→ **What you should do**
Return only the lines starting at the line that contains "In this exercise you will mark each instance of the bull" and ending with the final line of the listing; include both endpoints.

→ **Stored rows**
[Begin]
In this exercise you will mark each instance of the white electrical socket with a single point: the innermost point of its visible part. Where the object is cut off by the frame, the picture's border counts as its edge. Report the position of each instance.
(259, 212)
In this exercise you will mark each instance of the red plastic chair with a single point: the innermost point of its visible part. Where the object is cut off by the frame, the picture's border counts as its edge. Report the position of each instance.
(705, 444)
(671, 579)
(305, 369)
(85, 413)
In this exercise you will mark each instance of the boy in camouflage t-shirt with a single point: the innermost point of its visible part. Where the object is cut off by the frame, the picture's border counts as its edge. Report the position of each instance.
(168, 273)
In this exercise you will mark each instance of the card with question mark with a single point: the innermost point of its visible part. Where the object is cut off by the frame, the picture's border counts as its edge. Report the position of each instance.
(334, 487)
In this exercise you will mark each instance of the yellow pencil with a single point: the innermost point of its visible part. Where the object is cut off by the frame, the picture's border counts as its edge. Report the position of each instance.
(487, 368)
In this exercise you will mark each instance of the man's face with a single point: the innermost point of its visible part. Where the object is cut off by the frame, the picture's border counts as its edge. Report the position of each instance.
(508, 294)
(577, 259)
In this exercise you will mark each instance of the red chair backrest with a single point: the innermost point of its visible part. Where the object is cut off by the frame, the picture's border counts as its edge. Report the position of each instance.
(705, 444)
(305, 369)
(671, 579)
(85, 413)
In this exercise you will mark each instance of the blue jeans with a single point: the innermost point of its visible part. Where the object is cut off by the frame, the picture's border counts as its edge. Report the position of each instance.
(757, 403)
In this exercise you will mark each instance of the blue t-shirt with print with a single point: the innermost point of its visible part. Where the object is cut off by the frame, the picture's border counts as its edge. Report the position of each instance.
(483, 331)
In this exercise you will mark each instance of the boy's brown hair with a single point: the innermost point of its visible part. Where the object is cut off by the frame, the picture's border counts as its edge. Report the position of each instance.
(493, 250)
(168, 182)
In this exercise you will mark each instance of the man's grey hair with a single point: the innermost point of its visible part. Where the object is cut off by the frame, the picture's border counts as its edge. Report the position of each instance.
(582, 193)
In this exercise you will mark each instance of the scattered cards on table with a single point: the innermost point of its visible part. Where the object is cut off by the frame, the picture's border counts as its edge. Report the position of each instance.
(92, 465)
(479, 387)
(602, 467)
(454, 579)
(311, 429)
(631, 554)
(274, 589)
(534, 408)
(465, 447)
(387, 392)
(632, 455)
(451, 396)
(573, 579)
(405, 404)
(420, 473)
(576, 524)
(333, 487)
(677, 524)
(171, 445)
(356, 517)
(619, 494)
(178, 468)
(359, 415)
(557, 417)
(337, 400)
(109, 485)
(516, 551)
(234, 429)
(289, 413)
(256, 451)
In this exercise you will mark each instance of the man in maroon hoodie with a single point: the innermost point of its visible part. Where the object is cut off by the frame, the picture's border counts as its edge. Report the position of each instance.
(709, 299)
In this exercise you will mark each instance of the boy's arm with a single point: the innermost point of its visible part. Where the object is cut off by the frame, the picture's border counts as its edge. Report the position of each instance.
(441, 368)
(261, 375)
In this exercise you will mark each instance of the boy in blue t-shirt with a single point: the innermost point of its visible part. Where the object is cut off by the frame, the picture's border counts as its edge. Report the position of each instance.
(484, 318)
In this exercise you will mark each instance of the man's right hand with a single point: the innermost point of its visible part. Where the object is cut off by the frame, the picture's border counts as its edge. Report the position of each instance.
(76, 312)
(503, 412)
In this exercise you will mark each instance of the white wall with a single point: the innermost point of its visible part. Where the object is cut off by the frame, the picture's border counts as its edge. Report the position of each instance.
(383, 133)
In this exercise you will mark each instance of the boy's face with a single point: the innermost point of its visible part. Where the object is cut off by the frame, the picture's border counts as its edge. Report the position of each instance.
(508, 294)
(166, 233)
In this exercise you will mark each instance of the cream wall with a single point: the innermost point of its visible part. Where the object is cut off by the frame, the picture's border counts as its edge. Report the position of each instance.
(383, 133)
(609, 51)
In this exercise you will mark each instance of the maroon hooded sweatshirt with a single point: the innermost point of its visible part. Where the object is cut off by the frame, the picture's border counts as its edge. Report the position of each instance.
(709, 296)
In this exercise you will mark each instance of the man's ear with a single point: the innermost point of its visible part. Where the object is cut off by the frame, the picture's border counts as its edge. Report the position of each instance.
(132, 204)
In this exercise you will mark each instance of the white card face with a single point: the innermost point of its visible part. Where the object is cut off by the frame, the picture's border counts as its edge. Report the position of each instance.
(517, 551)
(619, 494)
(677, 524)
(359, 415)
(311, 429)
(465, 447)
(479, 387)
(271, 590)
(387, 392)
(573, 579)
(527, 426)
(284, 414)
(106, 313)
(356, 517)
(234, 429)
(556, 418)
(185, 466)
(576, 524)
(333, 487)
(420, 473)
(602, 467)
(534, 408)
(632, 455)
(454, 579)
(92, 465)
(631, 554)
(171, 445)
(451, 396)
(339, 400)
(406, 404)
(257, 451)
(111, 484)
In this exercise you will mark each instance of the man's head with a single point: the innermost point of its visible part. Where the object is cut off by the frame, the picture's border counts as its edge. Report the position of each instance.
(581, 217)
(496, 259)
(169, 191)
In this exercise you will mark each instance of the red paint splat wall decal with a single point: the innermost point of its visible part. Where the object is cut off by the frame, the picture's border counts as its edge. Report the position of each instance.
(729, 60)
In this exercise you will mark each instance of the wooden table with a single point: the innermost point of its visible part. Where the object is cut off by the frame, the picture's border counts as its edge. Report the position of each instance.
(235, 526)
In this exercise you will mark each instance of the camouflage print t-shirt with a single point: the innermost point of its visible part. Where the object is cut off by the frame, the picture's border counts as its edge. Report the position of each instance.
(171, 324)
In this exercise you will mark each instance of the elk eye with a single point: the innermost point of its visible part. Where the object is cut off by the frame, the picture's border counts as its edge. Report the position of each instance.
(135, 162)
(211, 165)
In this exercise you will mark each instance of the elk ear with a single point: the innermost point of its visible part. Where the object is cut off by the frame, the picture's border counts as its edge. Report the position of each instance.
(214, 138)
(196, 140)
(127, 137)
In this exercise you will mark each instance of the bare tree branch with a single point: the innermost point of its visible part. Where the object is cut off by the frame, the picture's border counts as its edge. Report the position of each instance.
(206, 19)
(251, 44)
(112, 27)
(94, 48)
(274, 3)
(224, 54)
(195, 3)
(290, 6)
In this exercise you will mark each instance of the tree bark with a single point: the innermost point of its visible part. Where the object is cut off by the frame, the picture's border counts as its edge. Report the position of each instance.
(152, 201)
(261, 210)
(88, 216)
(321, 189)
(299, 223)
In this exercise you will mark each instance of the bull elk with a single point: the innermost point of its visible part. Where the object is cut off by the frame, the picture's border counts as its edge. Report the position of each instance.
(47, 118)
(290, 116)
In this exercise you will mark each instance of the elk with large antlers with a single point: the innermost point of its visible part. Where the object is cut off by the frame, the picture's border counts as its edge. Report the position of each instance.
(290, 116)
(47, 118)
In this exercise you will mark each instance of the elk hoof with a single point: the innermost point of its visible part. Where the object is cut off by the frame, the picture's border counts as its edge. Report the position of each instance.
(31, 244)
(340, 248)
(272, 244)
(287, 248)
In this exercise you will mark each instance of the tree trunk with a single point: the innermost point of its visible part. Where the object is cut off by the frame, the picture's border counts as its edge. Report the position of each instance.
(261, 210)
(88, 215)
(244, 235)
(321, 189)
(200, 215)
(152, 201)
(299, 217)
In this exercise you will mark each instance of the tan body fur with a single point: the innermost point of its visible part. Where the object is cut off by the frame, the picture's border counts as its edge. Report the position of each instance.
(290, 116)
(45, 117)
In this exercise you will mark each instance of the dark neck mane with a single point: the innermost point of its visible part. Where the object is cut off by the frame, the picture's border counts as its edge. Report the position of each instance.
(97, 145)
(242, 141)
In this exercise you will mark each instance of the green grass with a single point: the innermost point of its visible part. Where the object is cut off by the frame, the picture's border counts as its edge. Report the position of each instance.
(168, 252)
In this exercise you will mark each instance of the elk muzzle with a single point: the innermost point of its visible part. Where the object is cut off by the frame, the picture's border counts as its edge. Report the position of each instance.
[End]
→ **Exercise output**
In this exercise you will mark each instance of the bull elk with a single point: the innermost point of its visible part. Where the object is cut off by the frame, the picture's border counts as its edge. Report the position of each instance.
(47, 118)
(290, 116)
In this exercise you will mark each instance of the elk with large antlers with a single point: the innermost point of its visible part. Where the object is cut off by the frame, the picture's border counts as its edge. Report the position of each instance.
(290, 116)
(47, 118)
In this exercise you will mark each instance of the elk hoof with a single point: the innermost point of its visible part. Where the object is cut off by the frame, the picture's border counts as its edge. Report the position of each instance.
(31, 244)
(340, 248)
(272, 244)
(287, 248)
In this exercise you will mark each instance of the tree trunk with a single point: the innermost point of its visible part. Where the object is cut off by the frame, the picture's border counts as its edge. Report the position of each instance.
(261, 210)
(88, 215)
(244, 235)
(321, 189)
(200, 215)
(152, 201)
(299, 217)
In this exercise you will mark each instance of the tan body fur with a single point: the innermost point of its visible part. Where the object is cut off by the frame, the picture's border counts as its edge. Report the position of each instance.
(290, 116)
(45, 117)
In this exercise you will mark each instance of the dark neck mane with a single point: the innermost point of its visible part. Where the object is cut off by the frame, the picture's border counts as its edge. Report the position of each instance.
(97, 145)
(242, 141)
In this exercise you will mark each instance of the green grass with a single point: the innermost point of its visible part. Where the object is cut off by the frame, the picture's border counts as its edge. Report the position of each instance.
(168, 252)
In this exercise you will mark each instance of the elk muzzle with a single point: the innermost point of its visible part. Where the object is cut off by the frame, the picture's border counts as its edge. Report the position of each instance.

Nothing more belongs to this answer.